SOURCE PASSAGE ::

....

I wanted to know the proportion of time that FE students and alumni now on the job spend on developing/learning math vs C++ programming vs finance.

Of course this becomes an individual decision heavily influenced by preparation level in each catagory, so, I'd like all FE students/alumni who reply to give a rouph estimate of the amount and proportion of time spent on each of these.

Also, I'm sure these overlap often, so I'd suggest using the following 'guide:'
If it involved programming or sketching an algorithm, call it programming.
If it involved exclusive use of a math text or only pen and paper where the results may be expressed in financial lingo but the work is basically math, call it math.
If the math was trivial (basic calc, probability, etc), no programming was used, call it finance.

If any other general skill set was employed, please tell!

Thanks a bunch. :)
 
I would be surprised to hear anyone here spends majority of their time using pen/math text/blackboard. At least, that is for the FE circles around here.
I'm FE alum and most of my time spent working on trading models, build them, tweak them, maintain them, use them to generate trading idea. There are thousands like me on Wall Street who are doing the same tasks for the same goal: generating profits.
No mater what roles you end up, there are always learning, be it the financial inner working of the product you work on, how to write code for a specific task.
If your goal of asking this question is to see the percentage of each part, I'll throw it out there 50%, 30%,15% for programming, finance, math respectively. 5% is to deal with useless sale pitch calls, meeting stuff.
 
Thanks

Thank you, very informative.

Yes, I was asking for time breakdown of activities. Since my strongest skills are math and programming, I suppose it's natural to entertain the idea of becoming a quant-something.

While on this topic. What C++ text(s) do you recommend for someone who knows C++ well, to learn to code for financial applications?

....

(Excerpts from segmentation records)
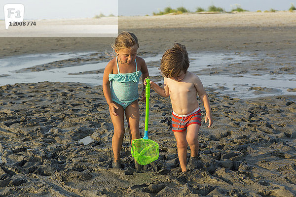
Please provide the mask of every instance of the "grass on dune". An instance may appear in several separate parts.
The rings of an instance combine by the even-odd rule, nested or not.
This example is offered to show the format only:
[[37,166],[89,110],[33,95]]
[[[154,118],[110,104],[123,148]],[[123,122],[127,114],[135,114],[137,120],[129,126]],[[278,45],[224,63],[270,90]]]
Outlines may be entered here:
[[172,9],[171,7],[167,7],[164,8],[163,11],[160,11],[158,13],[153,12],[153,15],[162,15],[164,14],[167,14],[170,13],[173,13],[175,14],[180,14],[183,13],[189,12],[189,10],[186,9],[184,7],[179,7],[177,9]]

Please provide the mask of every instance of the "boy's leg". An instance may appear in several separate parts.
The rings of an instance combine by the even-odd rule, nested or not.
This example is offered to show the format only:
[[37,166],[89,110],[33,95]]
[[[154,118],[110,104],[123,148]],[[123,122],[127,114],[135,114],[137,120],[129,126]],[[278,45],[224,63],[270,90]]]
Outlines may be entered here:
[[176,141],[177,141],[178,156],[180,163],[180,167],[181,167],[183,172],[187,170],[186,169],[186,160],[187,159],[187,147],[188,144],[186,141],[186,131],[174,132]]
[[200,127],[198,124],[192,124],[187,127],[186,139],[191,150],[191,157],[197,157],[198,154],[198,149],[199,149],[198,131]]
[[122,146],[122,140],[124,136],[124,110],[122,106],[116,104],[118,107],[115,111],[118,116],[115,116],[110,112],[110,116],[114,127],[114,134],[112,137],[112,149],[114,155],[114,160],[116,162],[120,160],[120,151]]
[[139,130],[140,112],[139,111],[138,100],[135,100],[126,107],[125,109],[125,117],[128,125],[131,143],[132,140],[139,139],[140,137]]

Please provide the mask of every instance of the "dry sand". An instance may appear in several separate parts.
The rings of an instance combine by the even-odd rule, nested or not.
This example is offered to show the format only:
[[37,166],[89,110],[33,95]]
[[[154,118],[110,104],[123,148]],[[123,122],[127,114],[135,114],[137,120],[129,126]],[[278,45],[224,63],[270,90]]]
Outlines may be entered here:
[[[295,74],[296,20],[295,12],[277,12],[120,17],[118,21],[120,30],[138,36],[144,56],[162,54],[178,42],[192,52],[272,55],[278,63],[283,62],[283,67],[290,68],[279,69],[282,73]],[[113,38],[0,40],[5,48],[0,57],[4,57],[101,52],[111,50]],[[288,66],[287,57],[292,59]],[[268,66],[260,61],[257,66],[264,72]],[[208,73],[203,72],[200,74]],[[206,88],[214,124],[210,129],[202,125],[199,162],[182,173],[170,130],[168,98],[151,93],[149,137],[159,143],[160,157],[137,171],[127,133],[122,168],[111,168],[113,127],[101,86],[47,82],[2,86],[0,196],[296,196],[296,96],[242,99],[223,95],[221,88]],[[141,131],[144,110],[141,103]],[[78,142],[87,136],[94,141],[87,145]]]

....

TO-DO LIST ::
**a.** Translate this sentence from the passage on how FE students and alumni spend their time into Spanish: "If it involved programming or sketching an algorithm, call it programming."
**b.** Report every line of the rows that contains the string "separate".

COMPLETE ANSWERS ::
**a.** Si implicaba programar o esbozar un algoritmo, llámalo programación.

**b.**
Please provide the mask of every instance of the "grass on dune". An instance may appear in several separate parts.
Please provide the mask of every instance of the "boy's leg". An instance may appear in several separate parts.
Please provide the mask of every instance of the "dry sand". An instance may appear in several separate parts.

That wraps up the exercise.